**INSTRUCTION A**
Turn the rows starting at the line that contains "Query: snow shovel in motion" and ending at the line that contains "[94,143,227,350]" into a Markdown table with the columns No. and Line, leaving out any blank lines.
**INSTRUCTION B**
Keep writing the film review from the point where it stops.

**EXTRACT**
┌────────
Though we’ve been assured that Rosenberg is an Israeli director (much like producer Yakov Bentsvi) who most certainly lives and breathes amongst us (and was dating DP Sam Gart in 1990), it’s still hard to believe she ever interacted with any other female humans. As Annie Choi over at Bleeding Skull points out, there’s an entire locker-room discussion that misunderstands the basic mechanics of a G-string. Also – nobody seems to own a bra (the lack of which is often showcased in slow-mo) and even the Babe and the Ballgirls’ team uniform comes equipped with short shorts that would be a better fit for a post-game shift at Hooters. These are not real people, by any stretch of the imagination. They’re tanned, glistening goddesses, endlessly ogled with a leering, intrusive lens – a primal sexual element that makes the violence in the back half that much more unsettling. Perhaps what we’re seeing is an immigrant’s interpretation of American iconography, both high (baseball) and low (rednecks). Sports, violence, racism and rape culture – all part of the fabric of the United States.
└────────
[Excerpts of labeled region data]
┌────────
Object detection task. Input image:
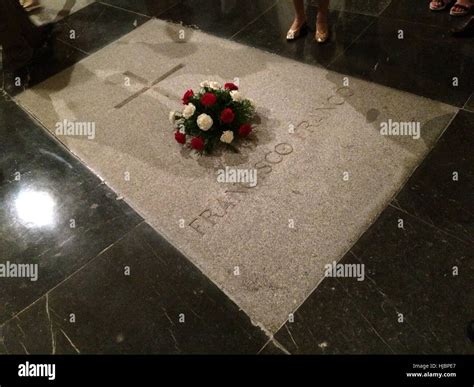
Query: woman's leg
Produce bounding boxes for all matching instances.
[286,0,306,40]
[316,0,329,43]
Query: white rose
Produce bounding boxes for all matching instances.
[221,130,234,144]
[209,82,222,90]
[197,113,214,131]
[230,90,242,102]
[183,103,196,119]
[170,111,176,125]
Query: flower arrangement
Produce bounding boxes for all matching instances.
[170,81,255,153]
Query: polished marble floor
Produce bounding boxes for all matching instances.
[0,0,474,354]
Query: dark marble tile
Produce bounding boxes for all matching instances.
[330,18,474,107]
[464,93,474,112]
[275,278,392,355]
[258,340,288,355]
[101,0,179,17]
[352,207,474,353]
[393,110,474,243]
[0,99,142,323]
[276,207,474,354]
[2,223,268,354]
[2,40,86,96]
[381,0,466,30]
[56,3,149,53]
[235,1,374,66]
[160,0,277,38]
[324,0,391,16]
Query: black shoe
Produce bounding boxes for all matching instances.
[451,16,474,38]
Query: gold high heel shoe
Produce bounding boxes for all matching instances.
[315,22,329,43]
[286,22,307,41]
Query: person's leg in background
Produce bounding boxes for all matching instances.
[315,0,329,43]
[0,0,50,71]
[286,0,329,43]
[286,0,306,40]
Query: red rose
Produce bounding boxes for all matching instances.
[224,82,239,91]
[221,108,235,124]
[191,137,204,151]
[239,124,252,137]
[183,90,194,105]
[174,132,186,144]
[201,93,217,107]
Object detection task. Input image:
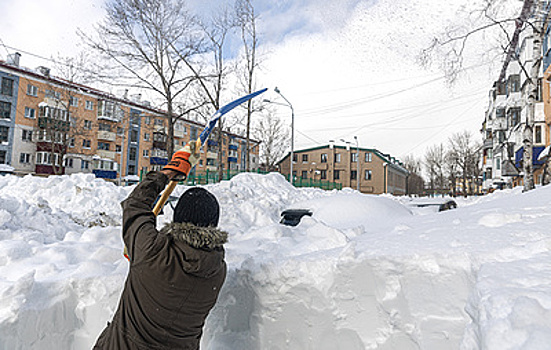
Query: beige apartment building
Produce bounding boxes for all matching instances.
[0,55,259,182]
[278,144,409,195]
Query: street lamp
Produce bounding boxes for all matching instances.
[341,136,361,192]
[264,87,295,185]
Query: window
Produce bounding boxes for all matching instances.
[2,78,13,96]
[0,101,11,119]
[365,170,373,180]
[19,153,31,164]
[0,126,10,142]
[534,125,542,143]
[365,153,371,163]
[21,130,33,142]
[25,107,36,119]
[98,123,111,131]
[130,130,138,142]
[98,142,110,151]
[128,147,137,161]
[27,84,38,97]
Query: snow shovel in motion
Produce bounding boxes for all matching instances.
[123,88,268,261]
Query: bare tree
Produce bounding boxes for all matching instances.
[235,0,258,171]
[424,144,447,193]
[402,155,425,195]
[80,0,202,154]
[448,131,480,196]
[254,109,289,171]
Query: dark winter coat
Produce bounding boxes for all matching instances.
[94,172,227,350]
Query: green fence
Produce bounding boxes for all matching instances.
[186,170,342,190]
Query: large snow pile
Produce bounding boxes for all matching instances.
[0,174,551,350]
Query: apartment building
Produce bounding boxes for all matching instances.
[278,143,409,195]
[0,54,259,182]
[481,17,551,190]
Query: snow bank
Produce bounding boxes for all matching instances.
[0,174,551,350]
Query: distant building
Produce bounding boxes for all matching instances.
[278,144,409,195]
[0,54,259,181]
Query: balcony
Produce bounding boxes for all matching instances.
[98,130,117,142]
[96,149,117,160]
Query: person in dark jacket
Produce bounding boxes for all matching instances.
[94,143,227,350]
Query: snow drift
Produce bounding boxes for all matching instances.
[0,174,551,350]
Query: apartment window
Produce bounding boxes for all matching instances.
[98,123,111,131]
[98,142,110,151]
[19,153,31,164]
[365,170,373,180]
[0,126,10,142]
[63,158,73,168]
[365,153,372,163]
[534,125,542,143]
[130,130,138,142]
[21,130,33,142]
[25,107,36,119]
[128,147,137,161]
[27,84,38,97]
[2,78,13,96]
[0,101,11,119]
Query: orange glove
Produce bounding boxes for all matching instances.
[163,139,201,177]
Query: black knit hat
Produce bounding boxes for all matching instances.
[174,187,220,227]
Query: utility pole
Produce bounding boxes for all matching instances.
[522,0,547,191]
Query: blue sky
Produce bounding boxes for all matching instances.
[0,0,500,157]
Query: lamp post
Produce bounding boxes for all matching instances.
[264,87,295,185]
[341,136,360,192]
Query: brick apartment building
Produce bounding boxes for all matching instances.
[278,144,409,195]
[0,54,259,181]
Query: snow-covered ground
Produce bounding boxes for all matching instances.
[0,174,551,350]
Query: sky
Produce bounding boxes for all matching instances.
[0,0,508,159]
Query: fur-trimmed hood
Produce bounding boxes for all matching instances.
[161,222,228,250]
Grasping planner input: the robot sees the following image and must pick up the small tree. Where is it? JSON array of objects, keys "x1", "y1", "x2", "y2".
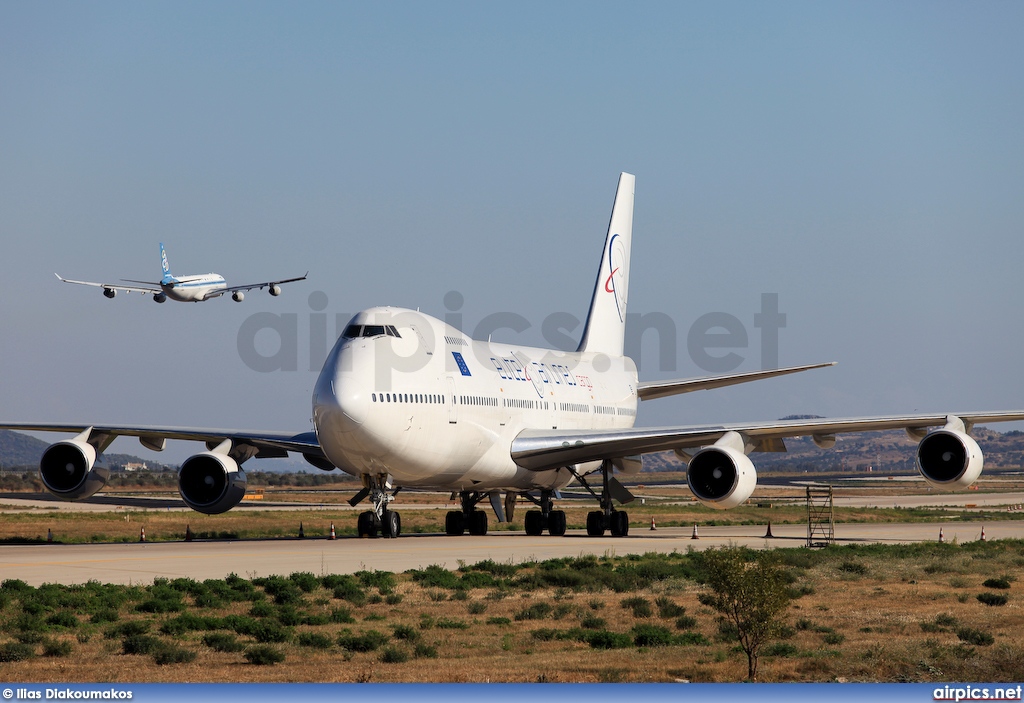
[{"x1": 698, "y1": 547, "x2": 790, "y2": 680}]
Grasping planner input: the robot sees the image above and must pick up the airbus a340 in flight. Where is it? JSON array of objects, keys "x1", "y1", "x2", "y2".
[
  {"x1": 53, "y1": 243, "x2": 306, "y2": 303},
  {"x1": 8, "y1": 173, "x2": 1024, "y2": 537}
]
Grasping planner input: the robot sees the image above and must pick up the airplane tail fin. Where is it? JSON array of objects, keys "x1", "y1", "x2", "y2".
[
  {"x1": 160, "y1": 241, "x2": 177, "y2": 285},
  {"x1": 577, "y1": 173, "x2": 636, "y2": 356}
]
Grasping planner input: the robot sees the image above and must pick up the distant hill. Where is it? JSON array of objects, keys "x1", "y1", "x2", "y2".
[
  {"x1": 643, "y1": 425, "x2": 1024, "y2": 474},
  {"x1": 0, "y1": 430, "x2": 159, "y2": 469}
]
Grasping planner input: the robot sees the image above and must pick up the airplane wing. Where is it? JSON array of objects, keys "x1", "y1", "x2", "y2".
└────────
**EXERCISE OUTPUT A**
| No. | Line |
|---|---|
| 1 | Query: snow shovel in motion |
| 2 | Produce bounding boxes for all matching instances. |
| 3 | [123,88,268,261] |
| 4 | Query: bare tree |
| 5 | Produce bounding boxes for all matching instances. |
| 6 | [235,0,258,171] |
| 7 | [424,144,447,193] |
| 8 | [402,155,425,195] |
| 9 | [80,0,202,154] |
| 10 | [448,131,480,196] |
| 11 | [254,109,289,171] |
| 12 | Query: dark winter coat |
| 13 | Produce bounding boxes for all matching instances. |
| 14 | [94,172,227,350] |
| 15 | Query: green fence |
| 16 | Produce bounding boxes for all matching instances. |
| 17 | [186,170,342,190] |
| 18 | Query: large snow pile |
| 19 | Produce bounding boxes for all matching instances. |
| 20 | [0,174,551,350] |
| 21 | Query: apartment building |
| 22 | Produce bounding boxes for all matching instances. |
| 23 | [278,143,409,195] |
| 24 | [0,54,259,182] |
| 25 | [481,17,551,190] |
| 26 | Query: snow bank |
| 27 | Produce bounding boxes for all matching instances. |
| 28 | [0,174,551,350] |
| 29 | Query: distant building |
| 30 | Produce bounding boxes for all matching instances. |
| 31 | [278,144,409,195] |
| 32 | [0,54,259,181] |
| 33 | Query: balcony |
| 34 | Produce bounding boxes for all matching instances. |
| 35 | [98,130,117,142] |
| 36 | [96,149,117,160] |
| 37 | Query: person in dark jacket |
| 38 | Produce bounding boxes for all matching instances. |
| 39 | [94,143,227,350] |

**EXERCISE OUTPUT B**
Blood Games is an effective lost gem of trash cinema; lurid, sweaty and pretty gross all-around, but unashamedly so. Early on in the film, George “Buck” Flower’s Confederate caveman screams “Don’t let their knockers hypnotize ya!” This primitive game time coax could double as the movie’s numbskull mantra. Underneath all of the silicone, short shorts and 80s refugee hair is a truly nasty piece of work, intent on pulling the rug out from under you once its ludicrous majesty has got you settled comfortably into your seat. The final minutes of Blood Games then remind you who lived, who died, and who will be forever scarred by this wrong turn into hillbilly hell. We’re witness to the last stop on Babe and the Ballgirls’ Southern Tour, and are certain there will never be another.
*For an oral history of the Drafthouse’s beginnings, I’ll refer you to Zack McGhee’s wonderful “My Favorite Movie” Podcast, where he interviews old school DH programmers Lars Nilsen and Zack Carlson, as well as current Wednesday night ringmaster, Laird Jimenez. They’re GREAT listens, full of knowledge, wit and insight.